- [Reading text]:

--- Start ---

Solve this following
Question:

A charged particle (mass $m$ and charge $q$ ) moves along $X$ axis with velocity $V_{0}$. When it passes through the origin it enters a region having uniform electric field $\overrightarrow{\mathrm{E}}=-E \hat{\mathrm{j}}$ which extends upto $x=d$. Equation of path of electron in the region $x>d$ is :

  1. $\mathrm{y}=\frac{\mathrm{qEd}}{\mathrm{mV}_{0}^{2}}\left(\frac{\mathrm{d}}{2}-\mathrm{x}\right)$

  2. $\mathrm{y}=\frac{\mathrm{qEd}}{\mathrm{mV}_{0}^{2}}(\mathrm{x}-\mathrm{d})$

  3. $\mathrm{y}=\frac{\mathrm{qEd}}{\mathrm{mV}_{0}^{2}} \mathrm{x}$

  4. $y=\frac{q E d^{2}}{m V_{0}^{2}} x$


Correct Option: 1

Solution:

Let particle have charge $\mathrm{q}$ and mass ‘ $\mathrm{m}$ ‘

Solve for $(\mathrm{q}, \mathrm{m})$ mathematically

$\mathrm{F}_{\mathrm{x}}=0, \mathrm{a}_{\mathrm{x}}=0,(\mathrm{v})_{\mathrm{x}}=\mathrm{constant}$

time taken to reach at ‘P’ $=\frac{\mathrm{d}}{\mathrm{v}_{0}}=\mathrm{t}_{0}$ (let) …(1)

(Along $-\mathrm{y}$ ), $\mathrm{y}_{0}=0+\frac{1}{2} \cdot \frac{\mathrm{qE}}{\mathrm{m}} \cdot \mathrm{t}_{0}^{2} \ldots(2)$

$\mathrm{V}_{\mathrm{x}}=\mathrm{V}_{0}$

$\mathrm{~V}=\mathrm{u}+\mathrm{at}$

(along -ve ‘y’)

--- End ---

- [Records supplied]:

--- Start ---

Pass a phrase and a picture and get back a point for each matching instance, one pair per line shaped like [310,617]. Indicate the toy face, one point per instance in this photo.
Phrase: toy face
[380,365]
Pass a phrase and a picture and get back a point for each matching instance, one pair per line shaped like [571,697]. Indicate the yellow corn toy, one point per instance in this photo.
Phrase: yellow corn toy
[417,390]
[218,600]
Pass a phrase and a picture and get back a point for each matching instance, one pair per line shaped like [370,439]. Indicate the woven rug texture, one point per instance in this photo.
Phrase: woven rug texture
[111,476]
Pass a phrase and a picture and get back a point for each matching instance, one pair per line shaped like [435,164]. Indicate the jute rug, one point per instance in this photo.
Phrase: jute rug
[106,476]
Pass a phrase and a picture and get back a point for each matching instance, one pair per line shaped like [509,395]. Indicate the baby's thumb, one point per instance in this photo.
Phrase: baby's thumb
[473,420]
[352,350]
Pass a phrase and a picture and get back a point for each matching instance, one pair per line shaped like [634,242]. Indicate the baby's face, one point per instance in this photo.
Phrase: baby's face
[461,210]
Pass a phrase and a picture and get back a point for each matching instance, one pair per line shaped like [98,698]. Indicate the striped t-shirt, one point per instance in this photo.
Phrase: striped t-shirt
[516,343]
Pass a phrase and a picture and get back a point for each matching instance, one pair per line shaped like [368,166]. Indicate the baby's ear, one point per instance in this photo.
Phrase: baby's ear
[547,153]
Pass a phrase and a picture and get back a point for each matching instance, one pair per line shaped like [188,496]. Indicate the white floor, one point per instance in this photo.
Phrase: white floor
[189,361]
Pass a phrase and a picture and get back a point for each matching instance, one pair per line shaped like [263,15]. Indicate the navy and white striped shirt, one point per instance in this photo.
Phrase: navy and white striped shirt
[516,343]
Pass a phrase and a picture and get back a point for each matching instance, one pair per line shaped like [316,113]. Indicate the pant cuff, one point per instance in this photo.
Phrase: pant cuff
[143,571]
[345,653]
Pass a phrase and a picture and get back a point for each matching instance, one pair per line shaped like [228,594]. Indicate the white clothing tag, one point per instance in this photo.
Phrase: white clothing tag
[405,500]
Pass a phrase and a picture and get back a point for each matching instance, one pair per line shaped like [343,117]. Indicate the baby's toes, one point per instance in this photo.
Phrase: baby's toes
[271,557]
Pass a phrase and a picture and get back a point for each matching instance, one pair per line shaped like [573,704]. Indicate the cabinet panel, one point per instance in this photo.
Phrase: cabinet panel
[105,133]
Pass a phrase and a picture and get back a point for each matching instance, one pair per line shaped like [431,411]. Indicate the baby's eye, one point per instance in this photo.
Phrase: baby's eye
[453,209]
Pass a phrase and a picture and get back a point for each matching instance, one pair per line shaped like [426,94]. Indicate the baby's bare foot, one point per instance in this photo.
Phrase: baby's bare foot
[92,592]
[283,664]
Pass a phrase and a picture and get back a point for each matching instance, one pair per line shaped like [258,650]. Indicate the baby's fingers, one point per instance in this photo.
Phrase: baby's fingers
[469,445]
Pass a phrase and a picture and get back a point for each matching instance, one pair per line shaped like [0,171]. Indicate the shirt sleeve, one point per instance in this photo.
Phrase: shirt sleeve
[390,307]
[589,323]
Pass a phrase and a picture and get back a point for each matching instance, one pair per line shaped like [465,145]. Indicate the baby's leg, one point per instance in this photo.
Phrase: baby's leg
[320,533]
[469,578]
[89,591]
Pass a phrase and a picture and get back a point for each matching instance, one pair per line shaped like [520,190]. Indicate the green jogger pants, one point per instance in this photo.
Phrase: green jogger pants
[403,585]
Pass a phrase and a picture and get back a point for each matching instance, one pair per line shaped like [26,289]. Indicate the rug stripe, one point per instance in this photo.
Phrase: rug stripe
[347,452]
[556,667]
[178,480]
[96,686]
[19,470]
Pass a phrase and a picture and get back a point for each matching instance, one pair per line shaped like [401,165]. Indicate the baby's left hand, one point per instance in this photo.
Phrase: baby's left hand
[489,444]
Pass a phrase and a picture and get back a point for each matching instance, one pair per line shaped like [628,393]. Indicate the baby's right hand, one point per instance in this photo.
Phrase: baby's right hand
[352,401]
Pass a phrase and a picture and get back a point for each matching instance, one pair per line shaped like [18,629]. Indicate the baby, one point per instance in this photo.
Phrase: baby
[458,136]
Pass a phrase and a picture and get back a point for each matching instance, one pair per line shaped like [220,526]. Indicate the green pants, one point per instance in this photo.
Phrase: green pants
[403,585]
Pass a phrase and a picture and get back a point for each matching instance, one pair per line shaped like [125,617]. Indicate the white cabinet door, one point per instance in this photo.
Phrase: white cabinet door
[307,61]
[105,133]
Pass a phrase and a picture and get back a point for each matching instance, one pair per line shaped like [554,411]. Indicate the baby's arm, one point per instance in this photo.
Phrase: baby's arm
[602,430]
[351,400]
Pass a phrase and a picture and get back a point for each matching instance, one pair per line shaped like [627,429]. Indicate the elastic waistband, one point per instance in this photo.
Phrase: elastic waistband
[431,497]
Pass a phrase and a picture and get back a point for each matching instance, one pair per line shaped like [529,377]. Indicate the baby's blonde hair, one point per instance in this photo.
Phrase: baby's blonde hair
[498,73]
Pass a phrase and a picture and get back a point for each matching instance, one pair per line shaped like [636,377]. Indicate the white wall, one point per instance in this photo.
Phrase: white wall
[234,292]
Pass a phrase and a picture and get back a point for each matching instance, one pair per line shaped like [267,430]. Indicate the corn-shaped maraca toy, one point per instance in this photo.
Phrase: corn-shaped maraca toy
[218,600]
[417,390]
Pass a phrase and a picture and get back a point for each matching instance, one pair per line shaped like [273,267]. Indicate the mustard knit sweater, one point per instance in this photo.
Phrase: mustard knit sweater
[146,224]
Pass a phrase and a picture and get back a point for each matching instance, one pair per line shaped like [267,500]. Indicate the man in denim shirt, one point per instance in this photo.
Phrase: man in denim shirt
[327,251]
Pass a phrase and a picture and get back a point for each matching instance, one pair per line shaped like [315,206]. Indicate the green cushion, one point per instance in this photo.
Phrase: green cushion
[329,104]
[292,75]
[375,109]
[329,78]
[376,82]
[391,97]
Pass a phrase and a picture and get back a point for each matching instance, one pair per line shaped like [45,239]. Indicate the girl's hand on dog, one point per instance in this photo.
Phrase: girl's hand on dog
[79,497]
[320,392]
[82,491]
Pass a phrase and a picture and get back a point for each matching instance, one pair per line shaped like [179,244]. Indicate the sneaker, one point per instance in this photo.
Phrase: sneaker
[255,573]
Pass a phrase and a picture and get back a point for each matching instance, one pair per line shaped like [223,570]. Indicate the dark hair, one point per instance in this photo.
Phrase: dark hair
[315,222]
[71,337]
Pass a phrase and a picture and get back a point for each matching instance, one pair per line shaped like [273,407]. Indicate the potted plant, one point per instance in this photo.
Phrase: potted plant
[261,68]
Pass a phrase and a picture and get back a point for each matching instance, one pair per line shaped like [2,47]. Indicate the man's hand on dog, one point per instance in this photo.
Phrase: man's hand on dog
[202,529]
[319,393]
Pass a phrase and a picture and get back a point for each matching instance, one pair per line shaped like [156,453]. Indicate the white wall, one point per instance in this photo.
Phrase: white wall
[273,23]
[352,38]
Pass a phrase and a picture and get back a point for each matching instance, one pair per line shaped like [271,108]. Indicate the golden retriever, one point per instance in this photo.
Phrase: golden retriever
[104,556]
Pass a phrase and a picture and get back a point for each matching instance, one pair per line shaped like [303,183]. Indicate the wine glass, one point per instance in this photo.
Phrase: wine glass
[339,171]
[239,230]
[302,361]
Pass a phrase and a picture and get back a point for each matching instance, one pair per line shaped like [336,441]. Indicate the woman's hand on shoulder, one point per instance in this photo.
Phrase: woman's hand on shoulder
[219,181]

--- End ---

- [Task list]:
**A.** Print the passage of the charged-particle problem starting at "time taken to" and ending at "(along -ve ‘y’)", without any changes.
**B.** In the solution to the charged-particle problem, why does the particle's velocity along the x axis stay constant? Answer in one to three sentences.
**C.** In the charged-particle problem, up to what value of x does the uniform electric field extend?

- [The replies]:
**A.**
time taken to reach at ‘P’ $=\frac{\mathrm{d}}{\mathrm{v}_{0}}=\mathrm{t}_{0}$ (let) …(1)

(Along $-\mathrm{y}$ ), $\mathrm{y}_{0}=0+\frac{1}{2} \cdot \frac{\mathrm{qE}}{\mathrm{m}} \cdot \mathrm{t}_{0}^{2} \ldots(2)$

$\mathrm{V}_{\mathrm{x}}=\mathrm{V}_{0}$

$\mathrm{~V}=\mathrm{u}+\mathrm{at}$

(along -ve ‘y’)

**B.** The force on the particle along x is zero, so its acceleration along x is also zero. Its x velocity therefore stays constant at V₀.

**C.** It extends up to x = d.